(Excerpts from pointing data)
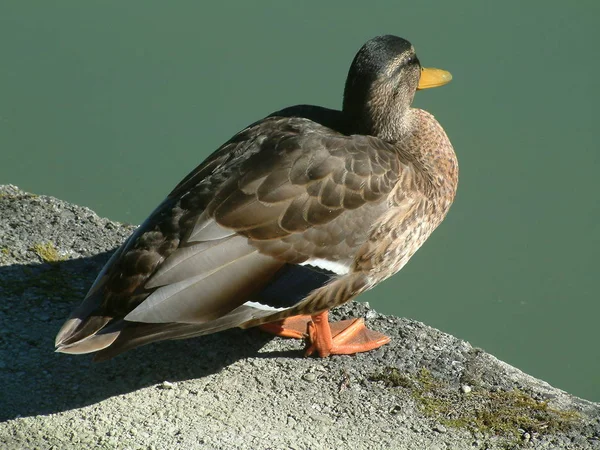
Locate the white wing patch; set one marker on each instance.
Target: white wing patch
(336, 267)
(264, 307)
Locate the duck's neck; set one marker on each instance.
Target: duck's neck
(390, 123)
(428, 146)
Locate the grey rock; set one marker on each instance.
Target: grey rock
(237, 389)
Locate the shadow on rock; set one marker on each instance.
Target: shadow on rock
(35, 301)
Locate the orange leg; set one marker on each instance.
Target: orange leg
(338, 338)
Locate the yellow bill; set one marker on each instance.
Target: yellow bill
(433, 78)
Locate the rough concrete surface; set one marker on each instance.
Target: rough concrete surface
(242, 389)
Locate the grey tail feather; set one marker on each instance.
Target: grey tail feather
(76, 329)
(136, 334)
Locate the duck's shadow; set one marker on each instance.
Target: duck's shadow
(36, 299)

• WHAT YOU SHOULD DO
Reproduce all of the items above line for line, leaving out the pictures.

• RESULT OF THIS EXERCISE
Locate the white wing patch; set one marker on each instance.
Target: white wing patch
(336, 267)
(264, 307)
Locate the duck's neck; set one marker on each instance.
Target: duck's neck
(390, 123)
(428, 146)
Locate the grey rock; set one marker on each instance.
Target: grey rock
(237, 389)
Locate the shadow on rock; set one marker on each instance.
Target: shadow on rock
(35, 301)
Locate the orange leg; set one marker on each instance.
Target: orange leg
(338, 338)
Locate the yellow bill; set one marker on each instance.
Target: yellow bill
(433, 78)
Locate the rough concrete surface; set one marker on each instance.
Target: rough concrete surface
(242, 389)
Locate the grey tail feather; set one marker on each instance.
Target: grey tail feather
(76, 329)
(136, 334)
Locate the duck's shadow; set one marker on each instance.
Target: duck's shadow
(36, 299)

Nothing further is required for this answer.